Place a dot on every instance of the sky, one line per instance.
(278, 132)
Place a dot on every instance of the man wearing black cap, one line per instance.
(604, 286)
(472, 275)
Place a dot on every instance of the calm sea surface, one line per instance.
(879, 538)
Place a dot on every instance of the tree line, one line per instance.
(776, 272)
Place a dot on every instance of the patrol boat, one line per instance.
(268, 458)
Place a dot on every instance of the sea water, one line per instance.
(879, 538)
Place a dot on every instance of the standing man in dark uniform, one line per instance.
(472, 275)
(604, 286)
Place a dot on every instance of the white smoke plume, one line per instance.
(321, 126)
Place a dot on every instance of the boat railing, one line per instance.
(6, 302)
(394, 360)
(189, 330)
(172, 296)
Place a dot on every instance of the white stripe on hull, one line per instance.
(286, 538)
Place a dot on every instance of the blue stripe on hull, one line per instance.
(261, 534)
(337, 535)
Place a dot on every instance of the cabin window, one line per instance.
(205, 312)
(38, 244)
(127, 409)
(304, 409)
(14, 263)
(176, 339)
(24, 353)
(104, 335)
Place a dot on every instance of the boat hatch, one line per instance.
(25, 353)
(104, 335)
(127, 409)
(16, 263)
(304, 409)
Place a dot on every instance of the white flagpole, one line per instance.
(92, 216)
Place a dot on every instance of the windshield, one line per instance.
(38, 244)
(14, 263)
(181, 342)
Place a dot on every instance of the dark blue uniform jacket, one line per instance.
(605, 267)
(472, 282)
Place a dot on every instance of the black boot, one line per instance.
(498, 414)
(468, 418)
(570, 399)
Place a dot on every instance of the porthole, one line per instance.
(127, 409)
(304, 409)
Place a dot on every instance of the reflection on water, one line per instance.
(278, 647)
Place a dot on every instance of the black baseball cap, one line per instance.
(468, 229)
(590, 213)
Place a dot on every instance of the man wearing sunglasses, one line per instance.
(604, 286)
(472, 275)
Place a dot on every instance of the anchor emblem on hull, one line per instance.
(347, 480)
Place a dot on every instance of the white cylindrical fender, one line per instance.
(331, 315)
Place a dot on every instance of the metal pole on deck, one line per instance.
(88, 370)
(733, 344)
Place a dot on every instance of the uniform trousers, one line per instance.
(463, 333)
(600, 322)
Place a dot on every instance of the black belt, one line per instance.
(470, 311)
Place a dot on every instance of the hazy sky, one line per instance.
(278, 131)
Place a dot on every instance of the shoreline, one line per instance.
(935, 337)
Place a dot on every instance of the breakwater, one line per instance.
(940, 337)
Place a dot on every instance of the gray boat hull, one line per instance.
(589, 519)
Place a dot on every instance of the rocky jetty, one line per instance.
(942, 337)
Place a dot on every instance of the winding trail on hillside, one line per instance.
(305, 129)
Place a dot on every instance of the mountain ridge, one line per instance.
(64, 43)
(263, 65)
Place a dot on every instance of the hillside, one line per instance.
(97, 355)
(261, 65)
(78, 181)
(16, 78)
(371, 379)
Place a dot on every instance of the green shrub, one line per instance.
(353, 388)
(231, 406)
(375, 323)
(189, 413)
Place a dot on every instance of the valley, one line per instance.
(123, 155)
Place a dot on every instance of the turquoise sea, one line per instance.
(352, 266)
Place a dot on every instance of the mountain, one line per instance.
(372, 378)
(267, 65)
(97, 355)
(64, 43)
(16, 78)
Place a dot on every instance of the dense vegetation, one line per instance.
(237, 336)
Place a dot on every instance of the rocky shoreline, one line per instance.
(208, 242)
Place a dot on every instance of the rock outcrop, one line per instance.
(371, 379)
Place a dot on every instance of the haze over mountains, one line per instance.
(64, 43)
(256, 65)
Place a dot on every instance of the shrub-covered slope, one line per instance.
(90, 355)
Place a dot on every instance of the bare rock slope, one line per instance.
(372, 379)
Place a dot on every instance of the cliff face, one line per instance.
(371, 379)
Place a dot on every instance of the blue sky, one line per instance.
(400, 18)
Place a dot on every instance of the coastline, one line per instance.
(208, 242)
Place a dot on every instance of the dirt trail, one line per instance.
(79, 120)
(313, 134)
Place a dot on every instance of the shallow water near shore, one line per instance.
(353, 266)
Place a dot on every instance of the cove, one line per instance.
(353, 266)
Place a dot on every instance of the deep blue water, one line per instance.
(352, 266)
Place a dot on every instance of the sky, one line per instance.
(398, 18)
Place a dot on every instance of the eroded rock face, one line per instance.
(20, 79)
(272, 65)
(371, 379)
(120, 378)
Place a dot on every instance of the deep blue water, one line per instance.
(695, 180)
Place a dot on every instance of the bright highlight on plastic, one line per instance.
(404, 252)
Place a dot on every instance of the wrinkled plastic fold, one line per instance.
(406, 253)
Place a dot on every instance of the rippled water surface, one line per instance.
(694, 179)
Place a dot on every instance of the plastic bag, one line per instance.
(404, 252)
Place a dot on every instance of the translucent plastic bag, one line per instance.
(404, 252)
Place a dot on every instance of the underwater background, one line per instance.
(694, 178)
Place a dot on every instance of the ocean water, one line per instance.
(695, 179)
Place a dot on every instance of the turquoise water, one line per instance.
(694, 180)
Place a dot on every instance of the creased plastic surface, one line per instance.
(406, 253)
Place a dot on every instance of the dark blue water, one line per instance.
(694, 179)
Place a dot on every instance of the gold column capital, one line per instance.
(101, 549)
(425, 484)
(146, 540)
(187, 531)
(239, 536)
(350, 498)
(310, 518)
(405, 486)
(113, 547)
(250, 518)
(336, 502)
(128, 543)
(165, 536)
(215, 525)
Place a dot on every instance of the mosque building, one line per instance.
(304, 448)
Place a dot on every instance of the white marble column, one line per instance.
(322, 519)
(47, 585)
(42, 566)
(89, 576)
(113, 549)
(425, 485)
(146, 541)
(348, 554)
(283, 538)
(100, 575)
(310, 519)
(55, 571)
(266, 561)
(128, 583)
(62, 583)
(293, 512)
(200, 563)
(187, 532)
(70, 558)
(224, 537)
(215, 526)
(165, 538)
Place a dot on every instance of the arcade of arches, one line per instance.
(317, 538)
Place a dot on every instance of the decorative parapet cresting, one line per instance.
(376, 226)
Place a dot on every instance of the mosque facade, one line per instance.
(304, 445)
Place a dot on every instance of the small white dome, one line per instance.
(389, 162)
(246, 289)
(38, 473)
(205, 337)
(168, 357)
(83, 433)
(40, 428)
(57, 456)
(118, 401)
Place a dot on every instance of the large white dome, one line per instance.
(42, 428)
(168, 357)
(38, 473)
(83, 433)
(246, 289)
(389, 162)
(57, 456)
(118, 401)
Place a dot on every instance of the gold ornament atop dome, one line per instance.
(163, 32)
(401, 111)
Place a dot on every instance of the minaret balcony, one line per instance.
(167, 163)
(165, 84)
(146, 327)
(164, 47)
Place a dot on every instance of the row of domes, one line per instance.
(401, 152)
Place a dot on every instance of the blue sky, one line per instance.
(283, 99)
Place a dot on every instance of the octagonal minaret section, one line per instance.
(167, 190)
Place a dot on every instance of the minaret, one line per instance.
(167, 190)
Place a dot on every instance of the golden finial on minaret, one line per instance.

____________

### Task statement:
Return the listing verbatim.

### Task solution:
Place a dot on every instance of the sky, one line per instance.
(278, 132)
Place a dot on every instance of the man wearing black cap, one line per instance.
(604, 286)
(472, 275)
Place a dot on every instance of the calm sea surface, one line per instance.
(879, 538)
Place a dot on every instance of the tree line, one line per instance.
(776, 272)
Place a dot on every instance of the patrol boat, one line per instance.
(268, 458)
Place a dot on every instance of the sea water, one line per instance.
(879, 538)
Place a dot on every instance of the standing man in dark uniform, one line per instance.
(472, 275)
(604, 286)
Place a dot on every instance of the white smoke plume, one line per instance.
(321, 126)
Place a dot on every instance of the boat railing, one line per instance.
(6, 302)
(394, 360)
(189, 330)
(172, 296)
Place a dot on every instance of the white stripe on hull, one line per instance.
(286, 538)
Place a dot on every instance of the blue stripe on hull, one line per instance.
(261, 534)
(337, 535)
Place a dot on every instance of the cabin window, one line per instance.
(205, 312)
(38, 244)
(127, 409)
(304, 409)
(14, 263)
(176, 339)
(24, 353)
(104, 335)
Place a dot on every instance of the boat hatch, one line per instance.
(25, 353)
(104, 335)
(127, 409)
(16, 263)
(304, 409)
Place a dot on every instance of the white flagpole, one line per instance.
(92, 216)
Place a dot on every instance of the windshield, one line per instance.
(38, 244)
(14, 263)
(181, 342)
Place a dot on every instance of the dark blue uniform jacket, one line per instance.
(605, 267)
(472, 282)
Place a dot on every instance of the black boot, one line per instance.
(498, 414)
(468, 418)
(570, 399)
Place a dot on every instance of the porthole, one line per instance.
(127, 409)
(304, 409)
Place a dot on every instance of the reflection on water, one line per instance.
(278, 647)
Place a dot on every instance of the black baseball cap, one line per instance.
(468, 229)
(590, 213)
Place a dot on every instance of the man wearing sunglasses, one line per instance.
(604, 286)
(472, 275)
Place a dot on every instance of the anchor emblem on hull, one line per instance.
(347, 480)
Place a dot on every instance of the white cylindrical fender, one line per instance.
(331, 315)
Place a dot on every instance of the metal pole on deck, one line per instance.
(88, 370)
(733, 344)
Place a dot on every instance of the uniform trousers, one line per instance.
(463, 333)
(600, 322)
Place a dot on every instance of the black belt, one line per instance.
(470, 311)
Place a dot on every instance of the hazy sky, one line per instance.
(278, 131)
Place a dot on every instance of the shoreline, one line per instance.
(935, 337)
Place a dot on every instance of the breakwater, one line per instance.
(940, 337)
Place a dot on every instance of the gray boat hull, one line per instance.
(589, 519)
Place a dot on every instance of the rocky jetty, one line per instance.
(942, 337)
Place a dot on every instance of the winding trail on hillside, one line per instance.
(305, 129)
Place a dot on every instance of the mountain ridge, one line per instance.
(64, 43)
(263, 65)
Place a dot on every instance of the hillside, one line per instance.
(97, 355)
(261, 65)
(78, 181)
(16, 78)
(371, 379)
Place a dot on every instance of the green shrub, one line per instance.
(353, 388)
(231, 406)
(375, 323)
(189, 413)
Place a dot on every instance of the valley, one line per instance.
(123, 155)
Place a dot on every instance of the turquoise sea, one line per instance.
(352, 266)
Place a dot on every instance of the mountain, one line per instance.
(372, 378)
(267, 65)
(97, 355)
(64, 43)
(16, 78)
Place a dot on every instance of the dense vegetation, one line per instance.
(237, 336)
Place a dot on every instance of the rocky shoreline, one line per instance.
(208, 242)
Place a dot on every instance of the rock outcrop, one line per instance.
(371, 379)
Place a dot on every instance of the haze over mountains, one line per instance.
(64, 43)
(256, 65)
Place a dot on every instance of the shrub-covered slope, one line per instance.
(90, 355)
Place a dot on every instance of the bare rock slope, one line per instance.
(372, 379)
Place a dot on every instance of the cliff face, one line per instance.
(371, 379)
Place a dot on every instance of the blue sky, one line per instance.
(400, 18)
Place a dot on every instance of the coastline, one line per instance.
(208, 242)
Place a dot on every instance of the dirt trail, one line per instance.
(79, 120)
(313, 134)
Place a dot on every instance of the shallow water near shore, one line per instance.
(353, 266)
Place a dot on every instance of the cove, one line per instance.
(353, 266)
Place a dot on every instance of the deep blue water, one line per instance.
(352, 266)
Place a dot on every instance of the sky, one line per instance.
(398, 18)
Place a dot on every instance of the eroded rock face, one line per instance.
(20, 79)
(272, 65)
(371, 379)
(120, 378)
Place a dot on every instance of the deep blue water, one line per instance.
(695, 180)
Place a dot on every instance of the bright highlight on plastic, one line per instance.
(404, 252)
Place a dot on every instance of the wrinkled plastic fold, one line per instance.
(406, 253)
Place a dot on every instance of the rippled water surface, one line per instance.
(694, 179)
Place a dot on every instance of the plastic bag, one line per instance.
(404, 252)
Place a dot on every instance of the translucent plastic bag, one line per instance.
(404, 252)
Place a dot on every instance of the underwater background, one line per instance.
(694, 178)
Place a dot on every instance of the ocean water, one line per instance.
(695, 179)
Place a dot on every instance of the turquoise water, one line per instance.
(694, 180)
Place a dot on every instance of the creased plastic surface, one line per instance.
(406, 253)
Place a dot on every instance of the dark blue water, one line per instance.
(694, 179)
Place a dot on every instance of the gold column capital, one line per instance.
(101, 549)
(425, 484)
(146, 540)
(187, 531)
(239, 536)
(350, 498)
(310, 518)
(405, 486)
(113, 547)
(250, 518)
(336, 502)
(128, 543)
(165, 536)
(215, 525)
Place a dot on every instance of the mosque building, one line per instance.
(304, 448)
Place a dot on every instance of the white marble column, one line per instance.
(322, 519)
(47, 585)
(42, 566)
(89, 576)
(113, 549)
(425, 485)
(146, 541)
(348, 554)
(283, 538)
(100, 575)
(310, 519)
(55, 571)
(266, 561)
(128, 583)
(62, 583)
(293, 512)
(200, 563)
(187, 532)
(70, 558)
(224, 537)
(215, 526)
(165, 538)
Place a dot on every instance of the arcade of arches, one line per instance.
(317, 538)
Place a dot on every instance of the decorative parapet cresting, one line per instance.
(376, 226)
Place a dot on every instance of the mosque facade, one line per instance.
(304, 445)
Place a dot on every instance of the small white dome, one line per instance.
(389, 162)
(246, 289)
(38, 473)
(205, 337)
(168, 357)
(83, 433)
(40, 428)
(57, 456)
(118, 401)
Place a dot on every instance of the large white dome, one line per instance.
(42, 428)
(168, 357)
(38, 473)
(83, 433)
(246, 289)
(389, 162)
(57, 456)
(118, 401)
Place a dot on every instance of the gold ornament atop dome, one line per instance.
(163, 32)
(401, 111)
Place a dot on every instance of the minaret balcony, one line per instance.
(167, 163)
(165, 84)
(146, 327)
(164, 47)
Place a dot on every instance of the row of domes, one line per instance.
(401, 152)
Place a dot on every instance of the blue sky, one line per instance.
(283, 99)
Place a dot on every instance of the octagonal minaret section, one line per instance.
(167, 190)
Place a dot on every instance of the minaret, one line per instance.
(167, 190)
Place a dot on every instance of the golden finial on minaret, one line per instance.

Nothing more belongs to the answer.